Your task
From the line that contains "formatted as [928,392]." to the last line of the data below, transcribe every line exactly. Do not include the pictures.

═════ Extracted records ═════

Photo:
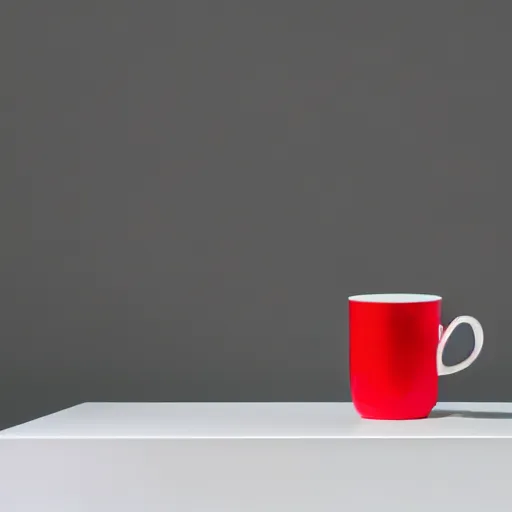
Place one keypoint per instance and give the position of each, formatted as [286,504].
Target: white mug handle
[444,335]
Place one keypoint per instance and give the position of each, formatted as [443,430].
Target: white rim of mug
[394,298]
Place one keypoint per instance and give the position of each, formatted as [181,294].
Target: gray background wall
[191,189]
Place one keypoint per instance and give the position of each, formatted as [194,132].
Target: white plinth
[282,457]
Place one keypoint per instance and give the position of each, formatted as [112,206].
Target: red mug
[396,353]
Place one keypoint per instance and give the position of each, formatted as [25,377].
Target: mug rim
[394,298]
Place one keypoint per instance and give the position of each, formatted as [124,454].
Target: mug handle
[444,335]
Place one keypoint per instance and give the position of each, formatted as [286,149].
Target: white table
[227,457]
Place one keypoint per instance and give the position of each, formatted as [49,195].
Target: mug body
[393,341]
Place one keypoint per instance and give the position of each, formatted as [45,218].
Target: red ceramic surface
[396,355]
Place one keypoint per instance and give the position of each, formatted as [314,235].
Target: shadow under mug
[396,344]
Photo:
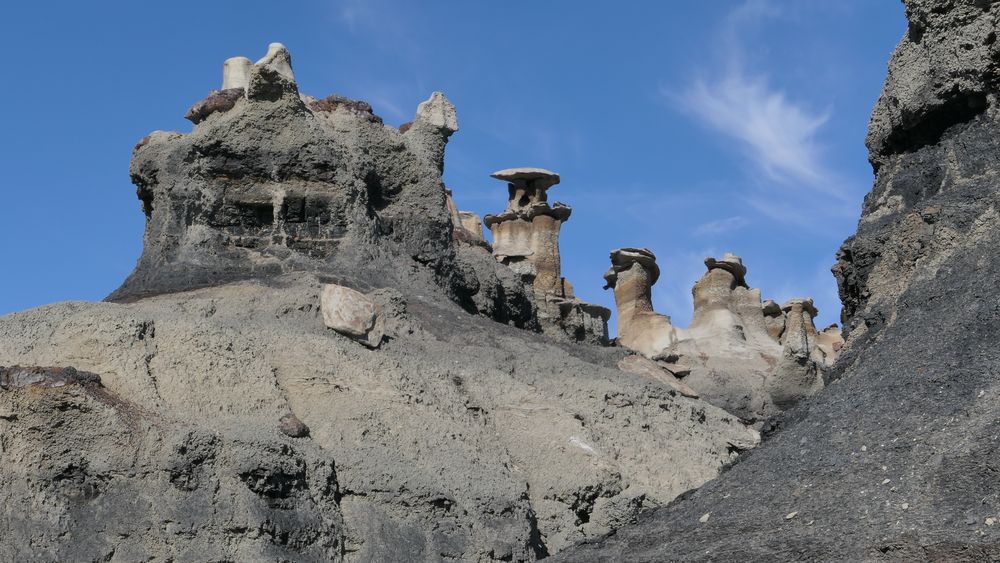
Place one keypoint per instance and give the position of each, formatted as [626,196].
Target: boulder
[352,314]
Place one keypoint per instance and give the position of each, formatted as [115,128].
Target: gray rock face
[459,438]
[271,182]
[212,414]
[894,461]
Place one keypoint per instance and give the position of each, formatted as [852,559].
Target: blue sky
[691,128]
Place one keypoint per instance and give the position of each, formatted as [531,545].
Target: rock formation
[526,239]
[271,182]
[896,460]
[748,357]
[227,403]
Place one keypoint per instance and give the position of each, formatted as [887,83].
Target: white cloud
[721,226]
[779,136]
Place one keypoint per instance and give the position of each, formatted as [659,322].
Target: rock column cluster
[526,238]
[750,357]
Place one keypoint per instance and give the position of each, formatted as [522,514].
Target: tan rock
[529,227]
[774,319]
[279,59]
[472,222]
[438,111]
[645,367]
[632,274]
[352,314]
[236,73]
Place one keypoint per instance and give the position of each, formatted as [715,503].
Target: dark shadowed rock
[895,460]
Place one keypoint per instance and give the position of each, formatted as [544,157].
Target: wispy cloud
[780,137]
[721,226]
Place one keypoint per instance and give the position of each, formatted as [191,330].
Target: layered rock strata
[271,181]
[895,461]
[293,371]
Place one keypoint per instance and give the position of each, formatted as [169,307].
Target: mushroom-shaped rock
[236,73]
[624,258]
[439,112]
[730,263]
[279,59]
[352,314]
[632,274]
[538,178]
[291,426]
[529,227]
[800,334]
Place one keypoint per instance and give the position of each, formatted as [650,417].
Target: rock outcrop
[749,357]
[895,460]
[229,403]
[526,239]
[271,182]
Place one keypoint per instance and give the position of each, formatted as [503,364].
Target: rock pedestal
[528,230]
[748,357]
[632,275]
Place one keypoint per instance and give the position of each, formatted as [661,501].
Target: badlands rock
[459,438]
[526,239]
[236,73]
[279,183]
[733,354]
[528,230]
[352,314]
[632,275]
[917,383]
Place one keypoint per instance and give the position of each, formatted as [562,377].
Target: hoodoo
[739,353]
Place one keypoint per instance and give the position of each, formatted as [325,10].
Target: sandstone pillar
[632,275]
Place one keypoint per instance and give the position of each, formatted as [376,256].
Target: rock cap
[438,111]
[623,258]
[731,263]
[542,179]
[804,302]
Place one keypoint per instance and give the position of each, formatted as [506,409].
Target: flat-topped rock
[732,264]
[542,179]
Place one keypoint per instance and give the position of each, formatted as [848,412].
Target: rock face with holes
[895,460]
[212,413]
[271,181]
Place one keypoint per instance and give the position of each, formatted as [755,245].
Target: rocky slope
[897,460]
[212,415]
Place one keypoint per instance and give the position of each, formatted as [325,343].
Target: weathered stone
[529,228]
[645,367]
[236,73]
[279,59]
[439,112]
[918,377]
[352,314]
[733,344]
[217,102]
[290,425]
[632,274]
[14,377]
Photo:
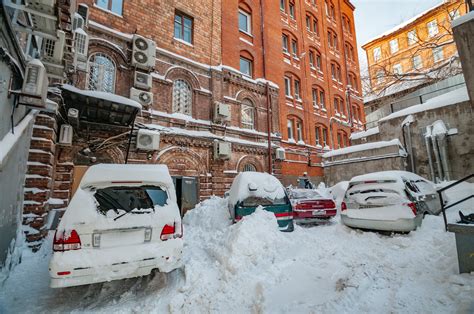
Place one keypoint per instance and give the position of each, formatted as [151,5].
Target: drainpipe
[438,161]
[428,152]
[441,139]
[264,70]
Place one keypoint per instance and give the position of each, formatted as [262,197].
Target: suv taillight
[66,241]
[412,207]
[170,232]
[343,206]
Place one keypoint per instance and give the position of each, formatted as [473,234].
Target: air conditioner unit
[65,135]
[222,112]
[81,45]
[53,50]
[143,52]
[144,98]
[280,153]
[222,150]
[77,21]
[35,84]
[142,80]
[83,10]
[148,139]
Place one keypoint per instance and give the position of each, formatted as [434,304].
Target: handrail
[440,193]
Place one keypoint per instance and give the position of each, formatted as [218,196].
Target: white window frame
[377,53]
[249,22]
[393,45]
[432,27]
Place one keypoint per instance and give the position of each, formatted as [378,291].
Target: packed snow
[252,267]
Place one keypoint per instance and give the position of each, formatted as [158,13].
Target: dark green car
[252,189]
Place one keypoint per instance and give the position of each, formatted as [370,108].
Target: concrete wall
[460,146]
[13,167]
[344,167]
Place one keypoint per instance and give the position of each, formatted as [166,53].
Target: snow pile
[252,267]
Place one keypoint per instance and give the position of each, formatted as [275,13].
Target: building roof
[404,24]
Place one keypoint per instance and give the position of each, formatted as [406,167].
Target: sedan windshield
[126,198]
[254,201]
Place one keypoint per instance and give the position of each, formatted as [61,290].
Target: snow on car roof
[386,175]
[107,173]
[262,185]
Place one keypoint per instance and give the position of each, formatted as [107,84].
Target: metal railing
[440,193]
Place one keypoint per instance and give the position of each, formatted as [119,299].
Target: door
[186,193]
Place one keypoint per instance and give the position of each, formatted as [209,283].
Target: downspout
[438,161]
[428,152]
[441,139]
[268,102]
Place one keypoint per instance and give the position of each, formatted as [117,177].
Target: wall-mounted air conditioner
[143,52]
[35,85]
[148,139]
[142,80]
[144,98]
[280,153]
[222,112]
[65,135]
[222,150]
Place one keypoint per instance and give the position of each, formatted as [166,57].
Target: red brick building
[307,47]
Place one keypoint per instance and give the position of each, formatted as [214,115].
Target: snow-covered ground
[252,267]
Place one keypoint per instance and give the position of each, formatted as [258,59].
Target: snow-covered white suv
[122,222]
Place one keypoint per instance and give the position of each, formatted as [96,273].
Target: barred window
[182,97]
[248,114]
[101,73]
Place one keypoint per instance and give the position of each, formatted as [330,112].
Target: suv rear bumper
[399,225]
[88,266]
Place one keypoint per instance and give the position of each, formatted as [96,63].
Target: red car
[310,206]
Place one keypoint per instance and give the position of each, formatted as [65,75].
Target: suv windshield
[254,201]
[130,198]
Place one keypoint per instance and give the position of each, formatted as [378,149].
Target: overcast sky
[374,17]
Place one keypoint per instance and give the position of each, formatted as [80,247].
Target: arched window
[101,73]
[249,167]
[247,115]
[182,97]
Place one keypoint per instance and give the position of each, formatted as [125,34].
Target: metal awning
[100,107]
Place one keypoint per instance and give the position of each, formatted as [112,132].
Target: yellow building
[418,49]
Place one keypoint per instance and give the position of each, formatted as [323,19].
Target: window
[397,69]
[246,66]
[297,89]
[285,43]
[289,125]
[454,14]
[294,48]
[245,22]
[287,86]
[432,28]
[248,115]
[377,54]
[291,7]
[182,97]
[380,77]
[417,62]
[114,6]
[249,167]
[183,27]
[299,131]
[412,38]
[101,73]
[438,54]
[393,46]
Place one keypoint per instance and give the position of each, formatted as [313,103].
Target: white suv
[122,222]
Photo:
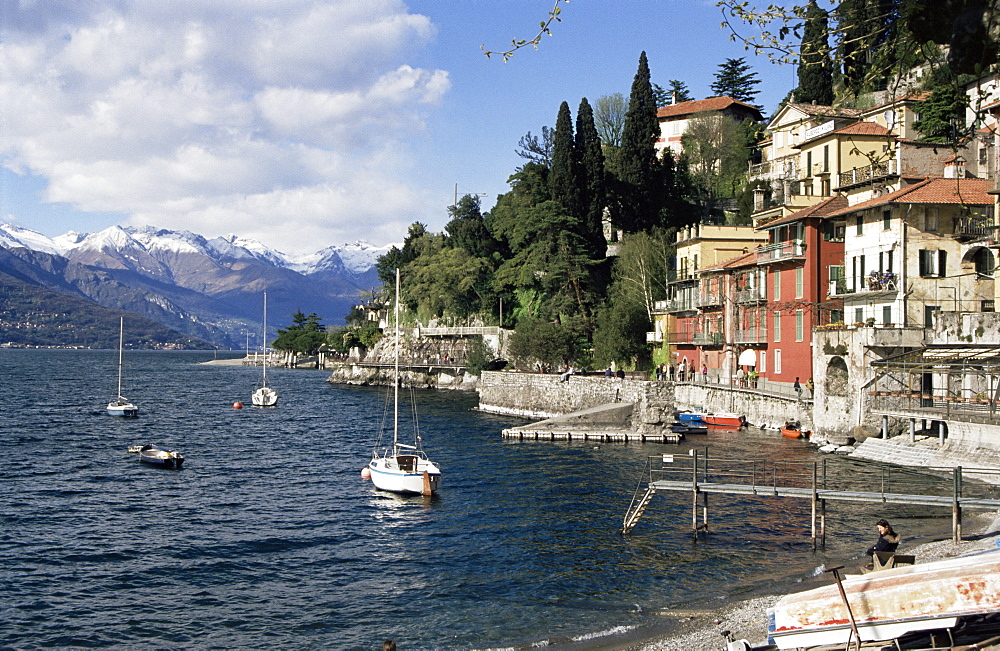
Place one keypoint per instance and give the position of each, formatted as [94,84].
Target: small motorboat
[157,456]
[688,428]
[724,419]
[793,430]
[690,417]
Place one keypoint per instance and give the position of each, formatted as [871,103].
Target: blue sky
[305,124]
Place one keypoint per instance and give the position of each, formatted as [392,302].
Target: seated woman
[888,540]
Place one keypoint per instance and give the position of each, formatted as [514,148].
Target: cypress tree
[638,167]
[735,79]
[815,67]
[562,179]
[590,180]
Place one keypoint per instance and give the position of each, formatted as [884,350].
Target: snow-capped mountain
[199,285]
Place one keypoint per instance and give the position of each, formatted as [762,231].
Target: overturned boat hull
[890,603]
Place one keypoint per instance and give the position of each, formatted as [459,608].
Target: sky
[310,123]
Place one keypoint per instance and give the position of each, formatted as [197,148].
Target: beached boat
[402,468]
[692,417]
[120,405]
[688,428]
[264,396]
[724,419]
[793,430]
[157,456]
[888,604]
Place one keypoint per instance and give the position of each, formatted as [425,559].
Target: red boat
[724,419]
[793,430]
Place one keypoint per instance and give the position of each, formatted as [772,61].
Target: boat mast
[395,381]
[121,344]
[264,342]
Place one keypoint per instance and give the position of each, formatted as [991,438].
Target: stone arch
[836,377]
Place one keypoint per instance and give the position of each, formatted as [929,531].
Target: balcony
[751,336]
[781,251]
[708,339]
[708,299]
[975,227]
[867,174]
[751,295]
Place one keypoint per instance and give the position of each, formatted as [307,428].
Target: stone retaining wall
[535,395]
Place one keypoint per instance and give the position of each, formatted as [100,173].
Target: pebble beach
[747,620]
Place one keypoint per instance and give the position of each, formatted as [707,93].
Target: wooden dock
[816,481]
[621,436]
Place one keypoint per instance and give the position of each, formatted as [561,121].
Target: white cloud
[282,119]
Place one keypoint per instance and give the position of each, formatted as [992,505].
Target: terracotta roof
[972,192]
[827,111]
[739,261]
[702,106]
[822,209]
[864,129]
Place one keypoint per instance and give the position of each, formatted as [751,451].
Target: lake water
[269,538]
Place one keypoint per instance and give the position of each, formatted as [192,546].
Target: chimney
[954,168]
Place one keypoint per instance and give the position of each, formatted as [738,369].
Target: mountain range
[206,290]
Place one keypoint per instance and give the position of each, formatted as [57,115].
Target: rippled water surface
[269,538]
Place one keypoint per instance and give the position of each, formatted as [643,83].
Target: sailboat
[121,406]
[402,468]
[264,396]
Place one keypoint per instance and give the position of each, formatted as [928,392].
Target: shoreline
[747,619]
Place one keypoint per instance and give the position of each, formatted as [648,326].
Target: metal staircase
[636,509]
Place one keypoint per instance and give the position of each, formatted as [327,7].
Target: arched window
[836,377]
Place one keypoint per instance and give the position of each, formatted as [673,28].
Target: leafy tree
[735,79]
[396,258]
[638,167]
[536,340]
[715,147]
[941,114]
[675,92]
[467,228]
[537,149]
[815,67]
[479,356]
[640,279]
[304,336]
[678,91]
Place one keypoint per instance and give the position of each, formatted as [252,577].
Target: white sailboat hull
[264,397]
[122,407]
[405,473]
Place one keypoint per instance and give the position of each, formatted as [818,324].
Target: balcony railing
[867,174]
[708,339]
[786,167]
[751,295]
[751,336]
[706,299]
[781,251]
[976,227]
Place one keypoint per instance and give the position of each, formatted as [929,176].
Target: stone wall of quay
[537,395]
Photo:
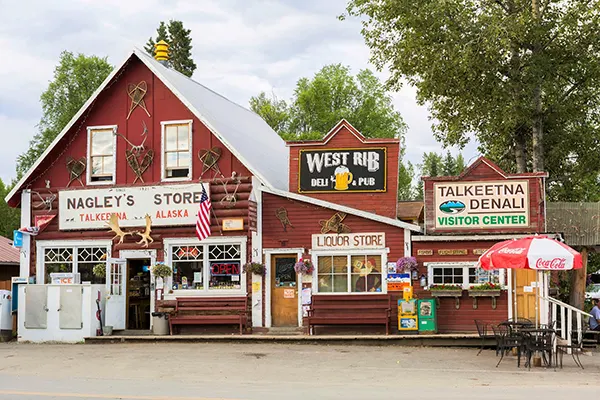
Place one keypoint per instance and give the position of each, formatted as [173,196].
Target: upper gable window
[176,150]
[101,155]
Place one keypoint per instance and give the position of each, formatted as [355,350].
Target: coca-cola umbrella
[535,252]
[538,253]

═════

Answer to the exercise
Place one keypoint per instance and give the position of each, formatted as [928,392].
Target: shoreline
[747,619]
Place one keypoint per instance and give the position of each, formatted as [648,326].
Target: metal staircase
[636,509]
Place one keypoint per instance and give the position of each, formatted as [327,7].
Target: arched window
[836,377]
Place one keypoint per instance and give the position of each, formatted as [673,28].
Target: leafy tree
[735,79]
[396,258]
[638,167]
[536,340]
[715,147]
[941,114]
[675,92]
[467,228]
[537,149]
[815,67]
[479,356]
[640,279]
[304,336]
[678,91]
Place one keypoint per instance and give the position of each, formatted as [252,577].
Target: white sailboat hull
[264,397]
[122,407]
[405,473]
Place one keypoint per instance and give the position of each, formatted as [818,324].
Target: balcony railing
[867,174]
[708,339]
[786,167]
[751,295]
[751,336]
[706,299]
[781,251]
[976,227]
Place one keypoint per instance and give the position of each, formatted as [929,176].
Target: stone wall of quay
[537,395]
Photo:
Place one keypoint per instance and give the position of each, formatted as [173,196].
Target: upper gable window
[176,150]
[101,155]
Place one keypoint per instance and give the position of each, formatted as [355,350].
Target: coca-cola umbrella
[535,252]
[538,253]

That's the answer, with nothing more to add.